● EXERCISE SET
**a)** Translate this sentence from the hydrogen fuel cell transcript below into Spanish: "It might be almost 20 years, he said, before the first hydrogen cars are available on the commercial market."
**b)** In the hydrogen fuel cell transcript below, by how much does President Bush say the nation could reduce its demand for oil by the year 2040?
**c)** Carry on the hydrogen fuel cell transcript below from its final sentence, keeping the same broadcast style.

White House Hydrogen Initiative
Air Date: Week of February 7, 2003
Living on Earth’s Anna Solomon-Greenbaum reports on President Bush’s effort to push hydrogen fuel cell technology as the antidote for the nation’s dependence on foreign oil.
Transcript
CURWOOD: It's Living on Earth. I'm Steve Curwood. President Bush recently trotted out one of the environmental themes from his State of the Union address.
At the National Building Museum in Washington, D.C., he showcased the administration's 1.2 billion dollar commitment to speed development of hydrogen fuel cell technology. Mr. Bush says fuel cells are crucial to reducing our dependence on foreign sources of energy. Living on Earth's Anna Solomon-Greenbaum was there and has our story.
PRESIDENT BUSH: We're talking about fuel cells today. Energy independence. Clean air…
SOLOMON-GREENBAUM: Behind a large ring of tall blue velvet curtains, President Bush took a stroll among the latest gadgets in fuel cell technology. When, at last, he emerged onto the stage outside, he told his audience what he had seen.
PRESIDENT BUSH: When you walk around this curtain, and you take a look at those vehicles, they are going to run on hydrogen. We saw cell phones that can run on hydrogen, laptop computers. There is going to be all kinds of applications for the use of hydrogen-powered fuel cells in our society.
SOLOMON-GREENBAUM: Many obstacles remain, said the President, including building the infrastructure to store the hydrogen and deliver it to fuel stations. It might be almost 20 years, he said, before the first hydrogen cars are available on the commercial market. But those cars, he said, will mean cleaner air and fewer greenhouse gases. And, the President said, hydrogen will help free us from dependence on our enemies.
PRESIDENT BUSH: We import over half of our crude oil stocks from abroad. And sometimes we import that oil from countries that don't particularly like us. It jeopardizes our national security. If we develop hydrogen power to its full potential, we can reduce our demand for oil by over 11 million barrels per day by the year 2040. [APPLAUSE]
SOLOMON-GREENBAUM: The President called on Congress to authorize $1.2 billion dollars to fund the fuel cell program. But some lawmakers, like Senator Byron Dorgan, a Democrat from North Dakota, said the President isn't asking for enough.

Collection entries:

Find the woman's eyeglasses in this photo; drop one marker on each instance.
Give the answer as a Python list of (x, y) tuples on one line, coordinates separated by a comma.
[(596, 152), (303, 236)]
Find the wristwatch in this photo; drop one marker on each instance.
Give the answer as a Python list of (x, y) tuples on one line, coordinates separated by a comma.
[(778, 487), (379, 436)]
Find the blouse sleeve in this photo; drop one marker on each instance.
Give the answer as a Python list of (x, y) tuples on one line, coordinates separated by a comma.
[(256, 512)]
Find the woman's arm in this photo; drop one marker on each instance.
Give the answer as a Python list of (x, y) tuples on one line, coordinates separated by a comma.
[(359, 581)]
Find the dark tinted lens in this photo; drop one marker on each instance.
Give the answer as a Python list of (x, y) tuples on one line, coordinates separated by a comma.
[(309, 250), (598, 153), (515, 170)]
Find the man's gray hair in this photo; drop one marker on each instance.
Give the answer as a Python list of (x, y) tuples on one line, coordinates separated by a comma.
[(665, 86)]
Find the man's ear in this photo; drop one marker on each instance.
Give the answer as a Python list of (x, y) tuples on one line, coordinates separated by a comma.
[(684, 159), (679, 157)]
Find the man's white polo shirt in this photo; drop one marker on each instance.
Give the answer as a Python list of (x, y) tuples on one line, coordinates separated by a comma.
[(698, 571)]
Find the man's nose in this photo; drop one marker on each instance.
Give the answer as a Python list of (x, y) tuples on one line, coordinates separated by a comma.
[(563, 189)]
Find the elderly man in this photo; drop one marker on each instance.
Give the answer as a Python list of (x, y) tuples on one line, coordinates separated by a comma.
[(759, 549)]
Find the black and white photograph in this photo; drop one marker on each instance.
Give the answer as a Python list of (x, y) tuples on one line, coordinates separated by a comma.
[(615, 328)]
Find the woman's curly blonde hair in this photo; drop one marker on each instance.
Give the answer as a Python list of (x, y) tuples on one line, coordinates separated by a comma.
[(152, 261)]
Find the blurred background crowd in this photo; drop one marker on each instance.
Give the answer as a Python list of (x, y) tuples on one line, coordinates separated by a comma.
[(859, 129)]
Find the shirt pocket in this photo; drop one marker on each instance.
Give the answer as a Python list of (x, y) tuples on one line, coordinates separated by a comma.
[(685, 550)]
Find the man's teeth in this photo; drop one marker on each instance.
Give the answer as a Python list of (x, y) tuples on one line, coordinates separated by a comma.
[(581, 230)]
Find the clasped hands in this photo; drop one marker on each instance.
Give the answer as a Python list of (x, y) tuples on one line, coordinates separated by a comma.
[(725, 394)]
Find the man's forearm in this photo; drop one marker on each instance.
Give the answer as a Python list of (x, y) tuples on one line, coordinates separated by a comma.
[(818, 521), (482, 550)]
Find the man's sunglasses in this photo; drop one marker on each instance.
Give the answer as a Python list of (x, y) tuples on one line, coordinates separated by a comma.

● EXPECTED OUTPUTS
**a)** Podrían pasar casi 20 años, dijo, antes de que los primeros autos de hidrógeno estén disponibles en el mercado comercial.

**b)** By over 11 million barrels per day.

**c)**
DORGAN: The President's suggestion is a step in the right direction, but it's a baby step. And frankly, he talks about $1.2 billion dollars, but most of that is not new money.
SOLOMON-GREENBAUM: Senator Dorgan has written his own proposal. It would funnel $6 billion dollars over ten years into fuel cell development. The senator wants to see 100,000 hydrogen fueled cars on the road by the year 2010.
DORGAN: We need to set kind of a moon shot goal out there and decide as a country we're going to meet the goal.
SOLOMON-GREENBAUM: Many environmental advocates are wary of all this lofty talk about a future in fuel cells. They worry it's becoming a substitute for reducing our oil consumption today. Wesley Warren is with the National Resources Defense Council. He says tougher fuel efficiency standards now could cut air pollution and oil consumption in half by the time the first fuel cell cars hit the road. And fuel cells, he says, aren't actually pollution-free. It takes other energy to make the hydrogen in the first place. Warren says the President's new budget includes an earmark for nuclear power specifically geared to produce hydrogen.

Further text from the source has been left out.